Task statement
Put the data from the line containing "Where in this scan can the horse's nose" through the line containing "[111,59,115,71]" into a Markdown table with the columns Row and Line. Number each line and leave out any blank lines.

Data to use

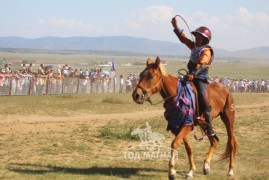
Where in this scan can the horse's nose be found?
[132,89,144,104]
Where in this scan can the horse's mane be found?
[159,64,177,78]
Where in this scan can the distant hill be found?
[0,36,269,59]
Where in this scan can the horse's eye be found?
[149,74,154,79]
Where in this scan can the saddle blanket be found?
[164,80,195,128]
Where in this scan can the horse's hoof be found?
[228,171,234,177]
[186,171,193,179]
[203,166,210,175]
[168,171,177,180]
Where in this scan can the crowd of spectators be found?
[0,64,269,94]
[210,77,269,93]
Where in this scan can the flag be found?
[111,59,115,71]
---
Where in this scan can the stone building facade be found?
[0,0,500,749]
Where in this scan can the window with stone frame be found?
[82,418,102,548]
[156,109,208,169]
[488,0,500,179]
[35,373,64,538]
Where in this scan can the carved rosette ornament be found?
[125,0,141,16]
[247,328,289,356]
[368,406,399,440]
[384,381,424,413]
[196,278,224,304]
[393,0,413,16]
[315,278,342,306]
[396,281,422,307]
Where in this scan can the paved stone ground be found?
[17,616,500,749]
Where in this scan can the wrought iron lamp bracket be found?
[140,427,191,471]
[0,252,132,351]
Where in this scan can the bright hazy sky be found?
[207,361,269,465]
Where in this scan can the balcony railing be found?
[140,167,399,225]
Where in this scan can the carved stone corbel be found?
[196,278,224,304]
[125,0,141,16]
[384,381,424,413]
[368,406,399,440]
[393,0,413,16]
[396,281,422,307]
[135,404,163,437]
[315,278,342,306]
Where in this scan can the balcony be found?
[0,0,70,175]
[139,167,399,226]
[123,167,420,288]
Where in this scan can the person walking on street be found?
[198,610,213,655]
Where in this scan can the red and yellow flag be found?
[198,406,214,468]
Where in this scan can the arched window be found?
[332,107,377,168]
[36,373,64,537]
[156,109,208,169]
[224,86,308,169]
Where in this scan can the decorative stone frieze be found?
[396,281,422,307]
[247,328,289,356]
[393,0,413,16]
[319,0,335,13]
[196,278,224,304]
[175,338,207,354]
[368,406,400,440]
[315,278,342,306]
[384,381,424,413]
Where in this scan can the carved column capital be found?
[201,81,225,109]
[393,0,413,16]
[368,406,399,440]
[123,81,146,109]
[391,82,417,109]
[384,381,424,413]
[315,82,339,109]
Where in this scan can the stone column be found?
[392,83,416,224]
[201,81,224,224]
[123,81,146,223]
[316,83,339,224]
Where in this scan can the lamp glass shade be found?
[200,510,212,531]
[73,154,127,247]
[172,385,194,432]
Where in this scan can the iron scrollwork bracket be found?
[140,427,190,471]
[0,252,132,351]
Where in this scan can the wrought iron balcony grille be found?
---
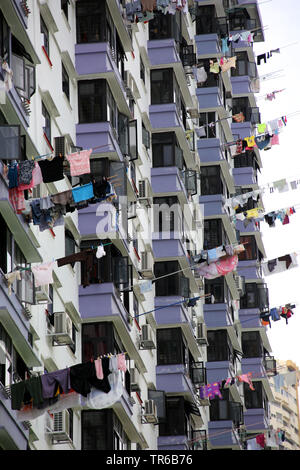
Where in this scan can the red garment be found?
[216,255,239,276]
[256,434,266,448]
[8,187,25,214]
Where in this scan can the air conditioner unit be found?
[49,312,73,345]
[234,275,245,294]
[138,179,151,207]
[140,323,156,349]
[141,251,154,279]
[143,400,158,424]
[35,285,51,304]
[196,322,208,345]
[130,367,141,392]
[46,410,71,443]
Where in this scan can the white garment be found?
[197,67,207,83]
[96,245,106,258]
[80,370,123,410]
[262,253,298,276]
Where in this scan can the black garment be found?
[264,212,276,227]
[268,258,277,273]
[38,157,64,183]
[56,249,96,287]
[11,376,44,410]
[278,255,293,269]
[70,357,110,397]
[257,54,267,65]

Finished task
| Row | Line |
|---|---|
| 1 | Where in this scan can the horse's nose be found? |
| 2 | [132,89,144,104] |
| 3 | Where in this scan can the horse's mane be found? |
| 4 | [159,64,177,78] |
| 5 | Where in this scan can the distant hill be found? |
| 6 | [0,36,269,59] |
| 7 | Where in this scan can the horse's eye be found? |
| 8 | [149,74,154,79] |
| 9 | Where in this scan can the saddle blanket be found? |
| 10 | [164,80,195,128] |
| 11 | Where in this scan can the horse's hoof be found? |
| 12 | [228,171,234,177] |
| 13 | [186,171,193,179] |
| 14 | [203,166,210,175] |
| 15 | [168,171,177,180] |
| 16 | Where in this scan can the crowd of spectators be found? |
| 17 | [0,64,269,94] |
| 18 | [210,77,269,93] |
| 19 | Where in this scan can the flag be found? |
| 20 | [111,59,115,71] |